Start of The records

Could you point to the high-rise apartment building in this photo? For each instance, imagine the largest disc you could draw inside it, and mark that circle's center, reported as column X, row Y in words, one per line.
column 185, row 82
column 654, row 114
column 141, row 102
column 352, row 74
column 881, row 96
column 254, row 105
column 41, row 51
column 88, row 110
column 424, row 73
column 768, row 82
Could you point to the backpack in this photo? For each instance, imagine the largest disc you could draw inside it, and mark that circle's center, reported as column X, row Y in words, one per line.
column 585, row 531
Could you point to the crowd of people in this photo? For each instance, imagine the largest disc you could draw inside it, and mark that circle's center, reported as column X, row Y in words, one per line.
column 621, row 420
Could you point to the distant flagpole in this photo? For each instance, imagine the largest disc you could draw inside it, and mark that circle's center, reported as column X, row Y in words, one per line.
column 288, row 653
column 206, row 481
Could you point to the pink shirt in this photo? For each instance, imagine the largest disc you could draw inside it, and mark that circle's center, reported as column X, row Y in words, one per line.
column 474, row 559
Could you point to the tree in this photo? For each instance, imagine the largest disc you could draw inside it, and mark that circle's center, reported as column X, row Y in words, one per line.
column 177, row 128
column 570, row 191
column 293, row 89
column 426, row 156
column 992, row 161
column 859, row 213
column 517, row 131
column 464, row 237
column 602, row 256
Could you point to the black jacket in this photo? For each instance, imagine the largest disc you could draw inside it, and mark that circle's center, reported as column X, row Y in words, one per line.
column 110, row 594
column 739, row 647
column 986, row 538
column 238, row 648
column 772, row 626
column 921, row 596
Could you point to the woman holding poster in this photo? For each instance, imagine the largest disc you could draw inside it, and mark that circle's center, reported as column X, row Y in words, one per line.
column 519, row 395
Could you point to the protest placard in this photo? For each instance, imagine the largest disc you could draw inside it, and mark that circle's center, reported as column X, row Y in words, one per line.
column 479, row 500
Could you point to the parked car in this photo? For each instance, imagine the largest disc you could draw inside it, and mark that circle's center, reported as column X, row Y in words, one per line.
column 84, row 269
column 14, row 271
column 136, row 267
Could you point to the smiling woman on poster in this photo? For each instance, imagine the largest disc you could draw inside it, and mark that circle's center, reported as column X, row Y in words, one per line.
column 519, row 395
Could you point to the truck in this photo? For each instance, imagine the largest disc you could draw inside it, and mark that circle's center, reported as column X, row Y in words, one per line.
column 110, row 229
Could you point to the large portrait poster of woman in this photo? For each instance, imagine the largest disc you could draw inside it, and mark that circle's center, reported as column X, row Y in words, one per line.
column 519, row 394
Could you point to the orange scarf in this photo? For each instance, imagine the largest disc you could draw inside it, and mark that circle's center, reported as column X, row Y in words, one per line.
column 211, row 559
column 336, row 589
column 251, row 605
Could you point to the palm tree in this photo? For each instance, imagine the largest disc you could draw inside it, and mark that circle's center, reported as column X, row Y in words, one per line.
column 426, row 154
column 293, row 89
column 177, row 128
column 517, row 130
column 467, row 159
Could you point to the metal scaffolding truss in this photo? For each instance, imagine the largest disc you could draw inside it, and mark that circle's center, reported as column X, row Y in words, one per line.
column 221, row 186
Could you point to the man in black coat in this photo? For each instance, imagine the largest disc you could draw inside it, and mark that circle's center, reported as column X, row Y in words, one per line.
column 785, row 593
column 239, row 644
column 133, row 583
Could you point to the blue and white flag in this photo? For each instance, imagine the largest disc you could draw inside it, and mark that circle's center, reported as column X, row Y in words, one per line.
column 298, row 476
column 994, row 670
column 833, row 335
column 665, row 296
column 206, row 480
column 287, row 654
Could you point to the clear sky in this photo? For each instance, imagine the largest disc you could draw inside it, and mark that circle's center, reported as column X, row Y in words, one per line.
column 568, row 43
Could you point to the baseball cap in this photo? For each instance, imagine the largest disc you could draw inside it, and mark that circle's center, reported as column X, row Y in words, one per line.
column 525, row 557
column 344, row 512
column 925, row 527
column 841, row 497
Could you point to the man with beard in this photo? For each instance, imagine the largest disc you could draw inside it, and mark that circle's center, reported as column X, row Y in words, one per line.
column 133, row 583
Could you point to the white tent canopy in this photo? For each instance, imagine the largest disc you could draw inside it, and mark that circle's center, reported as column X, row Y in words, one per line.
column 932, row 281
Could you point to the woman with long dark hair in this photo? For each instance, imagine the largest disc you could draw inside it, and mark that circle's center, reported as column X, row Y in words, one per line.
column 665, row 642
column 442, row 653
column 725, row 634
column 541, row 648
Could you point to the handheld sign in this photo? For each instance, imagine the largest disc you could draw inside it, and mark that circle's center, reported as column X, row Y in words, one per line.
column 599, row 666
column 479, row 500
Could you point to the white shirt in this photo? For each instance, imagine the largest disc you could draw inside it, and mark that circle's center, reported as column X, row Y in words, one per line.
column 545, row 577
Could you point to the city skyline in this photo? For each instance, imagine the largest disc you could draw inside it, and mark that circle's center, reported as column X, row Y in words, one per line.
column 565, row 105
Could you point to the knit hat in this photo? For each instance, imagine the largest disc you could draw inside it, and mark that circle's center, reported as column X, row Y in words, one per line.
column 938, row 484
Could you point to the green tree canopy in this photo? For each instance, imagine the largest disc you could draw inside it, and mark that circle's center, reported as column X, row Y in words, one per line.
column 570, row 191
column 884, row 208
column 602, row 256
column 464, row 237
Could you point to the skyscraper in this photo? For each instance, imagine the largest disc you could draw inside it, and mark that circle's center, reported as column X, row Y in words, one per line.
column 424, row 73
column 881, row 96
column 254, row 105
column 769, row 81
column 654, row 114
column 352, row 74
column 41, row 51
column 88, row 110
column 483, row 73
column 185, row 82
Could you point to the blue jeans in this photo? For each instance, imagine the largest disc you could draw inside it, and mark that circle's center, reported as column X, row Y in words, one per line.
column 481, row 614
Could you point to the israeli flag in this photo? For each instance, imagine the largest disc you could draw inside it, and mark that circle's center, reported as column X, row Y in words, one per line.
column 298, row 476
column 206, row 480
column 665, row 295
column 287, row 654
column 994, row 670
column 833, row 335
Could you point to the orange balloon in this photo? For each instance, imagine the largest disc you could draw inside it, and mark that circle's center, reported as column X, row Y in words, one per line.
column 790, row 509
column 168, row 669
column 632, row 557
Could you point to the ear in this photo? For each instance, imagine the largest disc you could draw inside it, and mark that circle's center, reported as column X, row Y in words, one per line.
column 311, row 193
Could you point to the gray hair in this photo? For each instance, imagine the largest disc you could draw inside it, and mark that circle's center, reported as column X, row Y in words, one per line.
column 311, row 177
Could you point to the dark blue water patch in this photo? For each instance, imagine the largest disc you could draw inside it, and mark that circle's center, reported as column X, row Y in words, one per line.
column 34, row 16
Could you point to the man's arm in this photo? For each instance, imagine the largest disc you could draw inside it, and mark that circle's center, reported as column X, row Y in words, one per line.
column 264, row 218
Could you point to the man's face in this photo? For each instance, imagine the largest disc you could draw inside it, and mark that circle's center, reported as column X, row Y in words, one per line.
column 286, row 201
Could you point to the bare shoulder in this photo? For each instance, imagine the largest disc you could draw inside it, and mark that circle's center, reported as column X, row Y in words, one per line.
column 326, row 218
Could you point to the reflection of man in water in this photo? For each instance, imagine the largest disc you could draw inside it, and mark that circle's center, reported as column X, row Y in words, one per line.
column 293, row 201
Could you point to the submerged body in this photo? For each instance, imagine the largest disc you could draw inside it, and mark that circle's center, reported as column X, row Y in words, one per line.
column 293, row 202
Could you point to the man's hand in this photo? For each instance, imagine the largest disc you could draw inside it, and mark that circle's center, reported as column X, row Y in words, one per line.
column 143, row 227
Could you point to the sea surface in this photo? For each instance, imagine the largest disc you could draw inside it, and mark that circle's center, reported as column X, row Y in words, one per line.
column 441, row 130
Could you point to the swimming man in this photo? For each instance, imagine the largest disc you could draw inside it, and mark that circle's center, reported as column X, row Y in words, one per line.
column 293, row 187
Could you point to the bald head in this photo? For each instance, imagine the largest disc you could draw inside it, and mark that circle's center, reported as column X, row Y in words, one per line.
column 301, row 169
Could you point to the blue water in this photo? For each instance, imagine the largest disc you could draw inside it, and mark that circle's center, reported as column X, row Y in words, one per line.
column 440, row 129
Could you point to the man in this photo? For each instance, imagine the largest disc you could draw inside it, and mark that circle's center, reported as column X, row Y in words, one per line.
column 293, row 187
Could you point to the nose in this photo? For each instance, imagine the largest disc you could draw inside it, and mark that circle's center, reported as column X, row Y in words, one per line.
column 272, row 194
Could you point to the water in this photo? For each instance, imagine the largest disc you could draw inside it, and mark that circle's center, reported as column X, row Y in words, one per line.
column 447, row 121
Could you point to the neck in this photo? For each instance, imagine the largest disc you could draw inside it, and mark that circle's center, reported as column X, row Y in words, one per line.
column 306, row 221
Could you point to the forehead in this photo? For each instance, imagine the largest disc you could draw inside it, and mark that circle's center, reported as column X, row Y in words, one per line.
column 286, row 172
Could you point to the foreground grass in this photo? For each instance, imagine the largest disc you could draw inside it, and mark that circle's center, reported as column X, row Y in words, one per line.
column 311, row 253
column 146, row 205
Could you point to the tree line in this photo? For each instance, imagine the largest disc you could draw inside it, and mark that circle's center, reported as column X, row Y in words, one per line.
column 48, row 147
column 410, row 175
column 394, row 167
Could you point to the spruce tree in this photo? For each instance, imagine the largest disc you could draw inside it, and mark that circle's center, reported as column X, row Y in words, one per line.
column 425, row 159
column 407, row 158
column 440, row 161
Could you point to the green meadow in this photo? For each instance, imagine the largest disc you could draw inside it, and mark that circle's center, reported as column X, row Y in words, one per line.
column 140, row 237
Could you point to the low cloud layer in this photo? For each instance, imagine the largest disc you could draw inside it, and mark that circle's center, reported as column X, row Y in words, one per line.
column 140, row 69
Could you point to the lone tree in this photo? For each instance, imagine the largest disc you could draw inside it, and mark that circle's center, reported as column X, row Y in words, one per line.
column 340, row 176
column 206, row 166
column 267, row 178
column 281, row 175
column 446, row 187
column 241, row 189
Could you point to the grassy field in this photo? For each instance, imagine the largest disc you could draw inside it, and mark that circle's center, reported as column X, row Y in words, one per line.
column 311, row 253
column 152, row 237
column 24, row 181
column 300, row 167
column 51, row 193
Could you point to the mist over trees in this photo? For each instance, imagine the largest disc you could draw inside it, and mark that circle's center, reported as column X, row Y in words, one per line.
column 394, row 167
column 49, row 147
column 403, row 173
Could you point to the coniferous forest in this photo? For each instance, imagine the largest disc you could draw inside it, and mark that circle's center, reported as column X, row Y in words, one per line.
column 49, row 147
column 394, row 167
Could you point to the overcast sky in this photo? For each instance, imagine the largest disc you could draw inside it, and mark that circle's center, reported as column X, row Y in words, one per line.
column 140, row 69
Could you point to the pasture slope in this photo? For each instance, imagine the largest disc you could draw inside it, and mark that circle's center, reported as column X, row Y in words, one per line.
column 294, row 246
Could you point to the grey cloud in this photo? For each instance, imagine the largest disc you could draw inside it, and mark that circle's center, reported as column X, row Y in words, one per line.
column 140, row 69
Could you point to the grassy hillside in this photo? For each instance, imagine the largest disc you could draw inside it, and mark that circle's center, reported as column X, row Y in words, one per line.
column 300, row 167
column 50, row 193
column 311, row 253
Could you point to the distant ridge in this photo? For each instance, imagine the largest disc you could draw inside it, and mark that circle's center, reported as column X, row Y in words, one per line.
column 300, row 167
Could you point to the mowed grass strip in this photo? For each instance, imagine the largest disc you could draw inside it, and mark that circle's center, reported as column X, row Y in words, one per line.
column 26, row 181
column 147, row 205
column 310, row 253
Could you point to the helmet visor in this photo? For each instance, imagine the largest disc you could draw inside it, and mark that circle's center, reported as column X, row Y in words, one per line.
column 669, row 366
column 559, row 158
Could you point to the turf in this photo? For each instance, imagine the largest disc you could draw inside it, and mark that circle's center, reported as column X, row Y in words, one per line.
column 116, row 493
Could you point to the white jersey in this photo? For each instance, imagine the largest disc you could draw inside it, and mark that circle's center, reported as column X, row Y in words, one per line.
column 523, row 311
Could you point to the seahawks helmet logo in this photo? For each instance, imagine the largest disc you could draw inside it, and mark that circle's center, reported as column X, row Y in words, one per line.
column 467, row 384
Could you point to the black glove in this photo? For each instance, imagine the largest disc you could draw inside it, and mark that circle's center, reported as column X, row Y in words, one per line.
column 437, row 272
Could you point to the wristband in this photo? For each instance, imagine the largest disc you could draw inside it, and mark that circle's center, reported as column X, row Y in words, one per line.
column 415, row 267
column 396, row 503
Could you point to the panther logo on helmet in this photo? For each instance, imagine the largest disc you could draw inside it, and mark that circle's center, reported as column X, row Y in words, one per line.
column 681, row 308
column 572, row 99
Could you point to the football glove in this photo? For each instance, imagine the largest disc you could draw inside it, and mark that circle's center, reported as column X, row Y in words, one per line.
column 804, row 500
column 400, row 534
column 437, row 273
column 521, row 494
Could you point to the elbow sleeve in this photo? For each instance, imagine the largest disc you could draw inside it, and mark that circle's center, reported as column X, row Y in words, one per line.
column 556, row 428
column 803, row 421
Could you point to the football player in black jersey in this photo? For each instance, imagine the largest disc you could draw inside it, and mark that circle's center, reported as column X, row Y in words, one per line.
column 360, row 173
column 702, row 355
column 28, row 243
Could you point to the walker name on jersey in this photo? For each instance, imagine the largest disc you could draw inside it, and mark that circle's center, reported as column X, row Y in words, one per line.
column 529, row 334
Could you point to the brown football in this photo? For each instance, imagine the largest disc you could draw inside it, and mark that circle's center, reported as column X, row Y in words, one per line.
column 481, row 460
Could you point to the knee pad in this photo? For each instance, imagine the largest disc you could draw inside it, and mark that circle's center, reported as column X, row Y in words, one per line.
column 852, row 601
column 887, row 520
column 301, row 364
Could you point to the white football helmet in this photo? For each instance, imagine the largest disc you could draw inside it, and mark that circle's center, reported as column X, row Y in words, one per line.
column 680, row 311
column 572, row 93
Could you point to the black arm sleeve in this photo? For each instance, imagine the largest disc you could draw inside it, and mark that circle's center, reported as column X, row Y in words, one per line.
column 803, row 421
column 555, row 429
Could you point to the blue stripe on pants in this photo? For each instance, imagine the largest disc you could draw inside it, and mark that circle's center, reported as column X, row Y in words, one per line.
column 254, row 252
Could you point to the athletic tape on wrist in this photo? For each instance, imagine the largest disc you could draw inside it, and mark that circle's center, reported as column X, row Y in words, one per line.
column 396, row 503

End of The records

* _Exercise_
Express the listing above as a JSON list of strings, one string per line, with blank lines left out. Begin at the start of the listing and stop after the line that contains "column 585, row 531".

* _Final result_
[
  "Could you point to the high-rise apartment building in this photo? For each instance, imagine the largest disc you could draw inside it, and mark that circle's center, reported as column X, row Y in words, one per line.",
  "column 185, row 82",
  "column 654, row 114",
  "column 141, row 102",
  "column 352, row 74",
  "column 881, row 96",
  "column 254, row 105",
  "column 41, row 51",
  "column 88, row 110",
  "column 424, row 73",
  "column 768, row 82",
  "Could you point to the backpack in this photo? For each instance, imagine the largest disc you could draw inside it, and mark that circle's center, reported as column X, row Y in words, one per line.",
  "column 585, row 531"
]